- [STATED EXERCISE] Which lines of the material below contain the string "ground"? Return each of those lines in full, and treat uppercase and lowercase as different.

Start INPUT RECORDS

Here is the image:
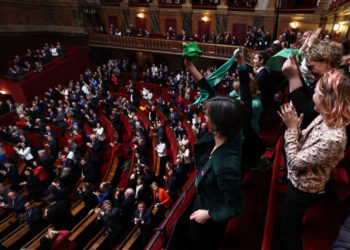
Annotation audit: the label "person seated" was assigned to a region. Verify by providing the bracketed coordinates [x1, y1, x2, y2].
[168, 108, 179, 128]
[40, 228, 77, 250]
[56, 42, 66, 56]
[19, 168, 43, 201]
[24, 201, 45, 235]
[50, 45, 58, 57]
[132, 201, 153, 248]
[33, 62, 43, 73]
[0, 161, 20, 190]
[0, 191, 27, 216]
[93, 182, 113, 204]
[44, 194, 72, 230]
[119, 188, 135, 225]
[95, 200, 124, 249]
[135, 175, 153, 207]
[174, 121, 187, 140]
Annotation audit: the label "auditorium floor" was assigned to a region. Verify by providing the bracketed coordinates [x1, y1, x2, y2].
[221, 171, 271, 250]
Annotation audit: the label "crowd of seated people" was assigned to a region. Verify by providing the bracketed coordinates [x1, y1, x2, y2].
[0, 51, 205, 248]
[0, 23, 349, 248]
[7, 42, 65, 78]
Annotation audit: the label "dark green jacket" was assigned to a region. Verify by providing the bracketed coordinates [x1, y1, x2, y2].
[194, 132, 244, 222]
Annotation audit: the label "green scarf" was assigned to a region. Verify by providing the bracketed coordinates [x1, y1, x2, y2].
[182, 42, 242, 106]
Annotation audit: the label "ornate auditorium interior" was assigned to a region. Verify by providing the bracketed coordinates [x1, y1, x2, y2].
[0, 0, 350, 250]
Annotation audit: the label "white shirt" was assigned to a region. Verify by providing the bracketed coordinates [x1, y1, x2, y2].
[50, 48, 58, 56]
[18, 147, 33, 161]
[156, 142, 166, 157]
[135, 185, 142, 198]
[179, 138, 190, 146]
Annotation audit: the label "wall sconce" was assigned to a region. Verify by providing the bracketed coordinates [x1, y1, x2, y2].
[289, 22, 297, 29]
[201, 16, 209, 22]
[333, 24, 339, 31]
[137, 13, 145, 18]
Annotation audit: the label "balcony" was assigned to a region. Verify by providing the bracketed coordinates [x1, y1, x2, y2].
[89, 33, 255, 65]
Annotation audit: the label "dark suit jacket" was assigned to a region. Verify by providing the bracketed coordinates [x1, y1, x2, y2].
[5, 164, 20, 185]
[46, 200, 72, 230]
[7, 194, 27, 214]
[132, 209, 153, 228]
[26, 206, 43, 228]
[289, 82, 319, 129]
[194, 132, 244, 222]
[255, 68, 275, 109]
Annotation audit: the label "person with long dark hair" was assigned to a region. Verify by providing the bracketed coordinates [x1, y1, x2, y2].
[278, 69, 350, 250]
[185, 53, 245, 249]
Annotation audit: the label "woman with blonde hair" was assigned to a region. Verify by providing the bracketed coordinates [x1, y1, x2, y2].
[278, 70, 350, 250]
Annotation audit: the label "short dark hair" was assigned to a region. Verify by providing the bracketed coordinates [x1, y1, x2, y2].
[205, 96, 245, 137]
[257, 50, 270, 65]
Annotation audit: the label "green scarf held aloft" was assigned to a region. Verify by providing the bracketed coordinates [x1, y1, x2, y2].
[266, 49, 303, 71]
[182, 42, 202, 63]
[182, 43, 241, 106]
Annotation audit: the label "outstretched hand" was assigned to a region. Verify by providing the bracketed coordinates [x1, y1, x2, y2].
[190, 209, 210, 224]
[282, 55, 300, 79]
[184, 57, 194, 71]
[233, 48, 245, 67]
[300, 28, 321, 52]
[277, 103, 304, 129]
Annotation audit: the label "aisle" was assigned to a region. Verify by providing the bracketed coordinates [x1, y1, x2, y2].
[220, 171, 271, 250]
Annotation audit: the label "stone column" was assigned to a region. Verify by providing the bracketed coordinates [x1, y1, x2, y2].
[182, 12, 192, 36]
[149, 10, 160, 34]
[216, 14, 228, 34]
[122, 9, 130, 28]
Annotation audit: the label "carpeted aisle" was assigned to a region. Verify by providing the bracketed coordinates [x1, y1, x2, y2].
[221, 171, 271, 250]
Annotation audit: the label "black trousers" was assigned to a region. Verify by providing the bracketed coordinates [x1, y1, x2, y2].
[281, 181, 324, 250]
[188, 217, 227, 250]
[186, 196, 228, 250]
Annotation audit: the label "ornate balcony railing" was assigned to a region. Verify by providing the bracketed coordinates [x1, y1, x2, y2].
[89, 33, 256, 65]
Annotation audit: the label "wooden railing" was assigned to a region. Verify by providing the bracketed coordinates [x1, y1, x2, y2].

End INPUT RECORDS
Start INPUT RECORDS

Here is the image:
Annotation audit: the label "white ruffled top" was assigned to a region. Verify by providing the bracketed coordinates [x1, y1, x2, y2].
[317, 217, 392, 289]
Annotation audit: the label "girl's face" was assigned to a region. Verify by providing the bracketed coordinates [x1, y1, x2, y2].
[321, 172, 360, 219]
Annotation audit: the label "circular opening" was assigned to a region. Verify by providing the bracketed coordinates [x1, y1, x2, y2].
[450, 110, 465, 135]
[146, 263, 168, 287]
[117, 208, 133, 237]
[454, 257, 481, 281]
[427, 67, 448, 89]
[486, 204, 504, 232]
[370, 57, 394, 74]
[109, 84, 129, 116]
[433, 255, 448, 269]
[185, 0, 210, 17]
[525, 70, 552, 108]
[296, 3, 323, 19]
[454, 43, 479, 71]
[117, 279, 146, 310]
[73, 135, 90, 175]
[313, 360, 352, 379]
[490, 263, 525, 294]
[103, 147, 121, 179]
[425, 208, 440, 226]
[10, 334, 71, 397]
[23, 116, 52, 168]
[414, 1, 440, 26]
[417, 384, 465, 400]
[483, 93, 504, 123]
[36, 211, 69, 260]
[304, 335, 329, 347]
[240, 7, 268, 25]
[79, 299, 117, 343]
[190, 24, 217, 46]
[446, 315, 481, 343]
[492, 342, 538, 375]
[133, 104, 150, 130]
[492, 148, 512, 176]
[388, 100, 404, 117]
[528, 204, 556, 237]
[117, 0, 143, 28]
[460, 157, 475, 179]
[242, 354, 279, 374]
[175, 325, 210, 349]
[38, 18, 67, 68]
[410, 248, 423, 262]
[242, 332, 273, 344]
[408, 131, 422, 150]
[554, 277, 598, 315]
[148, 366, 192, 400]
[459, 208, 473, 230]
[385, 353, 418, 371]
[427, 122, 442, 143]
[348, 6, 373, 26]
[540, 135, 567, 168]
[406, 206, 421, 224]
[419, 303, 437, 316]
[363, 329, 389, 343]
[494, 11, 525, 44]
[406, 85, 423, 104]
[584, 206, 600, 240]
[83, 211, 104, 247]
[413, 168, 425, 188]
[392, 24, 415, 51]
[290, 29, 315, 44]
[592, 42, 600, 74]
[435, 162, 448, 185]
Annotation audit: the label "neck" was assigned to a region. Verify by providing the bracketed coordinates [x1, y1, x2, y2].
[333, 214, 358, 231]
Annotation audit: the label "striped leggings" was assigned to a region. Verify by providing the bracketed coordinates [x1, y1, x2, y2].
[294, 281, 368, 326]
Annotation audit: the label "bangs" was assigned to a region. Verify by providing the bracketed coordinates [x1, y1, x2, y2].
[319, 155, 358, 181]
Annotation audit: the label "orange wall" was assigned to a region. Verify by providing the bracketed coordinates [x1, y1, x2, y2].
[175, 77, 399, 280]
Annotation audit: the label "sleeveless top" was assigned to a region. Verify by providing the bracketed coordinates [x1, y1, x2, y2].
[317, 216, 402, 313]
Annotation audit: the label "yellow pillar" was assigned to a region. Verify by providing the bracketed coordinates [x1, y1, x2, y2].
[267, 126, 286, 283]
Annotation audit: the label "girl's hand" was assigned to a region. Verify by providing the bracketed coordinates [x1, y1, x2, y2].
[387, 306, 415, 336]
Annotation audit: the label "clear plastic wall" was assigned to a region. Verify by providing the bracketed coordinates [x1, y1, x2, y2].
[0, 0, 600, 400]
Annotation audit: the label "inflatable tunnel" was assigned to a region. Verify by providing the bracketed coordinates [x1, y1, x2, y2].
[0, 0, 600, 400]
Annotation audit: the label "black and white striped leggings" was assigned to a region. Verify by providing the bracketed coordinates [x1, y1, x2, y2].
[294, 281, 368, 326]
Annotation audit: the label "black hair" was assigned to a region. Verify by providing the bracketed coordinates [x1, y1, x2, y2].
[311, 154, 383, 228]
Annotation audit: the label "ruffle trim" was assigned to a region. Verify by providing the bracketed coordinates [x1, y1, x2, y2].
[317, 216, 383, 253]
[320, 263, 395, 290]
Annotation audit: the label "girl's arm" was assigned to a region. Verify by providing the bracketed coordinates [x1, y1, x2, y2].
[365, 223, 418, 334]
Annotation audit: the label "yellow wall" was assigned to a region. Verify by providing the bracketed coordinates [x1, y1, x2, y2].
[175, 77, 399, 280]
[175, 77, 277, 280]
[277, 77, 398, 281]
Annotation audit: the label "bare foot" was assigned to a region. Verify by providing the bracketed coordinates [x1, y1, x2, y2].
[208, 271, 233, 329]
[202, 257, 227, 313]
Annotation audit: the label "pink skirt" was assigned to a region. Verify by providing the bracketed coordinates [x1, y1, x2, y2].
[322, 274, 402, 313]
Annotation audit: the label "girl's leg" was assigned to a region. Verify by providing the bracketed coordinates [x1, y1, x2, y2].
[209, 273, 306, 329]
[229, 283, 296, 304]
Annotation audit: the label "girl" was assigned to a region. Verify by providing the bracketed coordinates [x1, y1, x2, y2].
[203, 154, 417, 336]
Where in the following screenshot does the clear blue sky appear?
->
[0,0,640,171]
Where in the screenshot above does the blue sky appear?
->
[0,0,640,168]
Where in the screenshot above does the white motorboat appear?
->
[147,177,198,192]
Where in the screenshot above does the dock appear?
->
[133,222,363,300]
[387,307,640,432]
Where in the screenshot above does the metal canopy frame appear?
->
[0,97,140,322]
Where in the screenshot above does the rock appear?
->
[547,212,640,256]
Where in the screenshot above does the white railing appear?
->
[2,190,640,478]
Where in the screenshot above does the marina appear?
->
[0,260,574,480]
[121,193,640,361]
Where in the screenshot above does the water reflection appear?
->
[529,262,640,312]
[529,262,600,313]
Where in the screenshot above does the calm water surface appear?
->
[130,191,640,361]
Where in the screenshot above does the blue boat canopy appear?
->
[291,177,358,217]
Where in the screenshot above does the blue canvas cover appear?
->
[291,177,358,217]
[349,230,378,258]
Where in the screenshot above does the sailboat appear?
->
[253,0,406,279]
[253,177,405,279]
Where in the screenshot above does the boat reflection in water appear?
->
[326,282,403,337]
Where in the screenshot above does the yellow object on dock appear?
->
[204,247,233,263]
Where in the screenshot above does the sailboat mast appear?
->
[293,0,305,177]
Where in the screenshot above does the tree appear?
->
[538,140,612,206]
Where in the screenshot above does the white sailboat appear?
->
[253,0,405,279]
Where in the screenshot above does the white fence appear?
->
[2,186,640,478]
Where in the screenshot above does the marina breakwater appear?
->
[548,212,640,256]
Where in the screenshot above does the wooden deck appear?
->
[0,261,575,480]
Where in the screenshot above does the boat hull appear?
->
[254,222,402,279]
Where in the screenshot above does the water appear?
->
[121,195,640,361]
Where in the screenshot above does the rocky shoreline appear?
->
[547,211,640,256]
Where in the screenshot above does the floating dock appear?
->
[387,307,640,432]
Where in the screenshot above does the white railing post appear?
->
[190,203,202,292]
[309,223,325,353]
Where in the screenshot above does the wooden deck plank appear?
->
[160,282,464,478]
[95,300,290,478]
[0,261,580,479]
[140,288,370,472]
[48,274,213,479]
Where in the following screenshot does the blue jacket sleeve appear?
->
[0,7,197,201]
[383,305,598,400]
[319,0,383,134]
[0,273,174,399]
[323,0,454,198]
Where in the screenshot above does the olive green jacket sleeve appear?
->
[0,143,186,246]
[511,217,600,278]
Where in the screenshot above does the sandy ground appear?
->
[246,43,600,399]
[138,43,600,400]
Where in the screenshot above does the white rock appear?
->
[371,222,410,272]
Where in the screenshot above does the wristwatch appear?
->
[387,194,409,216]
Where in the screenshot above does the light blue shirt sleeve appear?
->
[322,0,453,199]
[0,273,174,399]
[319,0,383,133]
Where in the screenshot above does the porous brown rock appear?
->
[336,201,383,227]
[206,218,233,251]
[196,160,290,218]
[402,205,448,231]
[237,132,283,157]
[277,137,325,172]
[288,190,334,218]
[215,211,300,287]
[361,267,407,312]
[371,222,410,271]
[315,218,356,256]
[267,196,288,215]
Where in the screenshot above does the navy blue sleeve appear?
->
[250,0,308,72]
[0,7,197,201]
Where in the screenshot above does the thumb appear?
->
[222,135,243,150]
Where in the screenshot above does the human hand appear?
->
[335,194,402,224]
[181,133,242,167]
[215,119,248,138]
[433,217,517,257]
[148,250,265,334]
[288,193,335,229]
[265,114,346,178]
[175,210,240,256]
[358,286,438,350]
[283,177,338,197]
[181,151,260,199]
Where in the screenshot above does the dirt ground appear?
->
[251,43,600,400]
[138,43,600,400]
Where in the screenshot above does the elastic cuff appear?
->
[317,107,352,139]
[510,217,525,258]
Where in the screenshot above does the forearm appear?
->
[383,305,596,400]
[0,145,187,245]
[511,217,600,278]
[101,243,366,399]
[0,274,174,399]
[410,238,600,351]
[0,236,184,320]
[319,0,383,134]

End INPUT RECORDS

- [SOLVED EXERCISE]
Where in the screenshot above does the sandy ground appear?
Where in the screenshot above does the dirt ground appear?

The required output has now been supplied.